+++ TEXT PROVIDED
[gpfsug-discuss] Kernel > 4.10, python >= 3.8 issue

Ray Coetzee coetzee.ray at gmail.com
Wed May 26 21:21:32 BST 2021


Thank you for the info Felipe.

I'll test with 5.0.5-7 in the morning.

Kind regards

Ray Coetzee




On Wed, May 26, 2021 at 7:36 PM Felipe Knop <knop at us.ibm.com> wrote:

> Ray,
>
> Apologies; I should have added more details. My records show that there is
> a fix for IJ28891 and IJ29942, which was delivered in
>
> 5.1.0.2
> 5.0.5.5
>
> "Program error" I believe is a code that indicates "needs to be fixed in
> our product".
>
> I agree that the workaround mentioned is not "actionable" . The APAR page
> should have been clear that there is a fix available.
++++++
+++ RECORD EXCERPTS
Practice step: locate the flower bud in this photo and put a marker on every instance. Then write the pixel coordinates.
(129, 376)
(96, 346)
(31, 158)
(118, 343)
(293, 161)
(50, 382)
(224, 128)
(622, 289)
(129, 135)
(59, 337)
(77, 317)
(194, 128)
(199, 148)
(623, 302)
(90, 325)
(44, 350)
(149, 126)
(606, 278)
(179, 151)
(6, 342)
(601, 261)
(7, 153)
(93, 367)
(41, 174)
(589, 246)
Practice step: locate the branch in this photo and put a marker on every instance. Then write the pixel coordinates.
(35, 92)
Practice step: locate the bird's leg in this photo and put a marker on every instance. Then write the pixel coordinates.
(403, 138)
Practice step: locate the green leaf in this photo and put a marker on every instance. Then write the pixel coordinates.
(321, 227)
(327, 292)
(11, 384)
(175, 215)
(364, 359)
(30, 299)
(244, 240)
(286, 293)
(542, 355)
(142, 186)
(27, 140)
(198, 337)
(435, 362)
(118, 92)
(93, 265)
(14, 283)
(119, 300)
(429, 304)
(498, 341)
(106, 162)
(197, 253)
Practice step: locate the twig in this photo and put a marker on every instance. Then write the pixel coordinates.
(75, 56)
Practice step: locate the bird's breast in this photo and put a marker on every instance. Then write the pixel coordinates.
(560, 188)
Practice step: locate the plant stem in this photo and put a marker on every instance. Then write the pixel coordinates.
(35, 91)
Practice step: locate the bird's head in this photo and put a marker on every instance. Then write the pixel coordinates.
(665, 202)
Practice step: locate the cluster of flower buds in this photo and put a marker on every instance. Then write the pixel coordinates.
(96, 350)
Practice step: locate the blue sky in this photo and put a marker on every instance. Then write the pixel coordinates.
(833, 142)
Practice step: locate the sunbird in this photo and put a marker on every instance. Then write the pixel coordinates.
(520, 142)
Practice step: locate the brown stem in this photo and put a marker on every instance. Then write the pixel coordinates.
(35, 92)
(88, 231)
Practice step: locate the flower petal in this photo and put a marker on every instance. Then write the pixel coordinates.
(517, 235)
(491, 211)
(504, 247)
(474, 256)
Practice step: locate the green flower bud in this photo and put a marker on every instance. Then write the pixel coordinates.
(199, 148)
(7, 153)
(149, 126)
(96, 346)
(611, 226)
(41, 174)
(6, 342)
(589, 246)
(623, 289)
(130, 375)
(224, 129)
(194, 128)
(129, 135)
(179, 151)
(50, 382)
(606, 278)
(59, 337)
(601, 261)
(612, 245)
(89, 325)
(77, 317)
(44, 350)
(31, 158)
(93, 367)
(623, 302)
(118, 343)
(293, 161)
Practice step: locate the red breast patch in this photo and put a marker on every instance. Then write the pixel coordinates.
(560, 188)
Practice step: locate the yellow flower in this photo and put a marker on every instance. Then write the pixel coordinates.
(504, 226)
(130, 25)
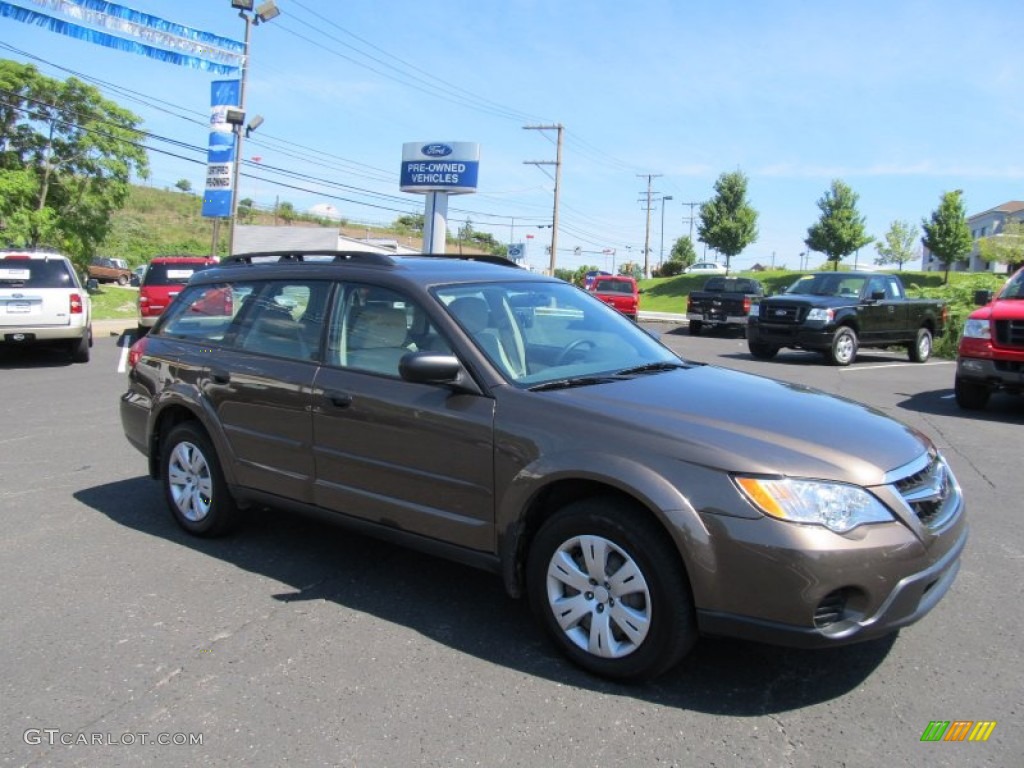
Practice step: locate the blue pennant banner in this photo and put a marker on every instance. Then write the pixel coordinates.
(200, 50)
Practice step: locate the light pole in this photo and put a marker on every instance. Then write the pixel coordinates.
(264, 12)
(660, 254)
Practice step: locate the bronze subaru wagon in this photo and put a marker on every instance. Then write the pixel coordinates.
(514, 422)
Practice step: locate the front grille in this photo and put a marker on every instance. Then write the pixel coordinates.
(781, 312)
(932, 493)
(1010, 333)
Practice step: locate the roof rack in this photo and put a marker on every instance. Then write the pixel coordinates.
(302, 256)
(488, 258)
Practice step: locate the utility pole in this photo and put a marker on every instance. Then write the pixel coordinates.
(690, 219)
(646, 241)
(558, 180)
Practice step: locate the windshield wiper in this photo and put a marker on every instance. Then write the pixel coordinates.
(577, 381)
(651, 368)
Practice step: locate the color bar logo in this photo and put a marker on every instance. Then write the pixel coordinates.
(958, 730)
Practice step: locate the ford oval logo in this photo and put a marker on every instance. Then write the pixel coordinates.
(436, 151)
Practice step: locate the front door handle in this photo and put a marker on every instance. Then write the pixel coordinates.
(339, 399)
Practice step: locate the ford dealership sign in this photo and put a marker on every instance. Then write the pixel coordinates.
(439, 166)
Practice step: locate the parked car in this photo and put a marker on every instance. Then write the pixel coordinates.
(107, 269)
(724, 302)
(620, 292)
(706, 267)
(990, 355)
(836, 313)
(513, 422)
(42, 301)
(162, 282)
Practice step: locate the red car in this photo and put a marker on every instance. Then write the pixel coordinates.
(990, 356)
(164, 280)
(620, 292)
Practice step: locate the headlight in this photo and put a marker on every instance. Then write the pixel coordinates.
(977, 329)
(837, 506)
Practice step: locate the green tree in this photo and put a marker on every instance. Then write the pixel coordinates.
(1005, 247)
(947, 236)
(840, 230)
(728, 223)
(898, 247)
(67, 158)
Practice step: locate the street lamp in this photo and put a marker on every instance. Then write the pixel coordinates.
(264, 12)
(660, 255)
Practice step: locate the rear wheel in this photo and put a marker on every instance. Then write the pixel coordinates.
++++++
+++ RECORD EXCERPTS
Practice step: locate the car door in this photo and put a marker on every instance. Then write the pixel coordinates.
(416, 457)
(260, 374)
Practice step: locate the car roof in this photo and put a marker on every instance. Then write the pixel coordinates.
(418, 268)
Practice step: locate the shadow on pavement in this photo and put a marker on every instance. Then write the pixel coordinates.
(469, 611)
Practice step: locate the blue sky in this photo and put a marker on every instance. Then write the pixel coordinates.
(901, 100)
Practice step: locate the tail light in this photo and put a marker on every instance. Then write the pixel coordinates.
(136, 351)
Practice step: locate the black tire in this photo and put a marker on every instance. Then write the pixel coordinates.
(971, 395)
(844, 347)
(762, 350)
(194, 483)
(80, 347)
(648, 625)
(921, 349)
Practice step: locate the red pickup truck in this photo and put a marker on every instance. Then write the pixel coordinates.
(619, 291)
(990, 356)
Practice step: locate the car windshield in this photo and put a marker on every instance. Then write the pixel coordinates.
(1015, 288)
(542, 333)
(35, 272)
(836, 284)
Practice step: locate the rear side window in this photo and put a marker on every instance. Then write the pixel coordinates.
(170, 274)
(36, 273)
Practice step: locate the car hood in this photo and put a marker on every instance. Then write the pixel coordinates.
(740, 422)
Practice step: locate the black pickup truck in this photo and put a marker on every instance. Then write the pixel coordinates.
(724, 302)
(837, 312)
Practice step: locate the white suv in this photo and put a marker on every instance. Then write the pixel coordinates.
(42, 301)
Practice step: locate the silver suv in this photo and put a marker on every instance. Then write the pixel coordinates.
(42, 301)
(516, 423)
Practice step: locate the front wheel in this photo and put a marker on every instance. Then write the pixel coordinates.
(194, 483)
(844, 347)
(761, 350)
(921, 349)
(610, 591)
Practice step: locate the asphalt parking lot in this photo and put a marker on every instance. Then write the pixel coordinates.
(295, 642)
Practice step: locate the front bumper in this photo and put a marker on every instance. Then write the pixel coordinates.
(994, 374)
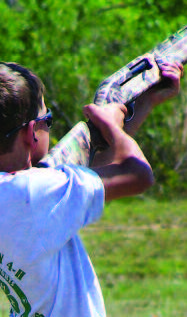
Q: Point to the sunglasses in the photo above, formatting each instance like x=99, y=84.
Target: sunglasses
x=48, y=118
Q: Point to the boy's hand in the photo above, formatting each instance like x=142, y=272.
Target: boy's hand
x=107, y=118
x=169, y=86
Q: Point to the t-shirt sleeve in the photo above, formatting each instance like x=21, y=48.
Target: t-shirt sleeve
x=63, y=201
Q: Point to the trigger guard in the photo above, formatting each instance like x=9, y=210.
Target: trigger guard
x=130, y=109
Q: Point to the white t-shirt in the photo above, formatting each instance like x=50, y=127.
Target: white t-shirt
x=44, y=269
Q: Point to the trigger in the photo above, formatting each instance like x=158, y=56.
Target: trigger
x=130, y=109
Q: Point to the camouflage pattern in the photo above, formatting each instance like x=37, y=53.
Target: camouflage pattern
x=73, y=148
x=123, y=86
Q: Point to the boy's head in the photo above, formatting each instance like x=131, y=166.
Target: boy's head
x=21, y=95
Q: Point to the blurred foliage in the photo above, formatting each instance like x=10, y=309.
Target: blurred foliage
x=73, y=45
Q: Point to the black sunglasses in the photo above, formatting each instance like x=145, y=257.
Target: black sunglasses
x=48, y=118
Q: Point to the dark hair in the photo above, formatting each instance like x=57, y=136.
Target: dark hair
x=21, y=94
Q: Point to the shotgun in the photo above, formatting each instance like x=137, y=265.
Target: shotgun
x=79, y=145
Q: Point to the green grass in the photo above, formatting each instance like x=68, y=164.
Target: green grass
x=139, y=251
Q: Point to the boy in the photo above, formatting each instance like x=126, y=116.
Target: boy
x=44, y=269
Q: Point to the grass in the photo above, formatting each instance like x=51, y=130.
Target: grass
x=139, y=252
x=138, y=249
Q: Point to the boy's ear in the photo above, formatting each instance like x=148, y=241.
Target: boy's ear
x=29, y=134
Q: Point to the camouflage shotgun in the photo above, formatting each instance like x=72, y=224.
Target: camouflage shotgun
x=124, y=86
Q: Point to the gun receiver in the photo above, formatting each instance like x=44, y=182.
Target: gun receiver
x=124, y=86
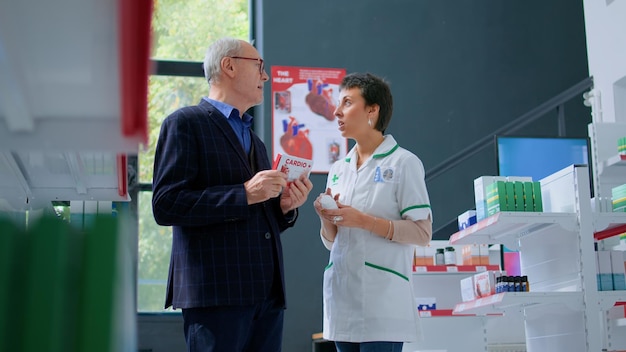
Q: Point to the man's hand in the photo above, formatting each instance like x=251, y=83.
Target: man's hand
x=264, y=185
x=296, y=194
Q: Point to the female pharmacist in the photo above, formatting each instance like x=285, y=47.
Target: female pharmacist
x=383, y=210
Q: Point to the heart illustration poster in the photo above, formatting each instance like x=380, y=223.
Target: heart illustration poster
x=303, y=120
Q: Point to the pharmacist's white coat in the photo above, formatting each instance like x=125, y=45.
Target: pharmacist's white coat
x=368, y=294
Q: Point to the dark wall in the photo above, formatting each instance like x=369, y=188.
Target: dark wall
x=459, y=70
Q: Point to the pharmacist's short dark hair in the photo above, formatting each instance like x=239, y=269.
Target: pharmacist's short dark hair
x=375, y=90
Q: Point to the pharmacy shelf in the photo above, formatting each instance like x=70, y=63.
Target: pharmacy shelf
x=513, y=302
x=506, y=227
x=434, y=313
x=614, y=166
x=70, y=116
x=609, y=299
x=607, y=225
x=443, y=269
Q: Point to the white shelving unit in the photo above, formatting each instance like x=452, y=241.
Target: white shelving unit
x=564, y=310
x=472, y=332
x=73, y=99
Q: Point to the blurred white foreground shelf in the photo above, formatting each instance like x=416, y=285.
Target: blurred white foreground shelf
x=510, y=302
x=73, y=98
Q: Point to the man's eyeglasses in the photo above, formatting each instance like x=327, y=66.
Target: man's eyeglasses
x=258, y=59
++++++
◆ REQUIRED WORK ◆
1. Which two releases deliver the fix for IJ28891 and IJ29942, according to the gpfsug-discuss message?
2. Extend the gpfsug-discuss message past its last line, continuing the quoted reply in the same style.

◆ ANSWER LIST ◆
1. 5.1.0.2 and 5.0.5.5.

2.
>
> Regards,
>
>   Felipe
>
> ----
> Felipe Knop knop at us.ibm.com
> GPFS Development and Security
> IBM Systems
> IBM Building 008
> 2455 South Rd, Poughkeepsie, NY 12601
> (845) 433-9314 T/L 293-9314
>
>
>
>
> ----- Original message -----
> From: Ray Coetzee <coetzee.ray at gmail.com>
> To: Felipe Knop <knop at us.ibm.com>
> Cc: gpfsug main discussion list <gpfsug-discuss at spectrumscale.org>
> Subject: [EXTERNAL] Re: [gpfsug-discuss] Kernel > 4.10, python >= 3.8 issue
> Date: Wed, May 26, 2021 2:27 PM
>
> Hi Felipe We looked at APAR IJ28891 & IJ29942, as both look identical but
> are closed as a "program error" with a workaround of "Do not use a file
> size which that is a multiple of the page size." Kind regards ‍ ‍ ‍ ‍ ‍ ‍ ‍
> ‍ ZjQcmQRYFpfptBannerStart
> This Message Is From an External Sender
> This message came from outside your organization.
> ZjQcmQRYFpfptBannerEnd
> Hi Felipe
>
> We looked at APAR  IJ28891 & IJ29942, as both look identical but are
> closed as a "program error" with a workaround of "Do not use a file size
> which that is a multiple of the page size."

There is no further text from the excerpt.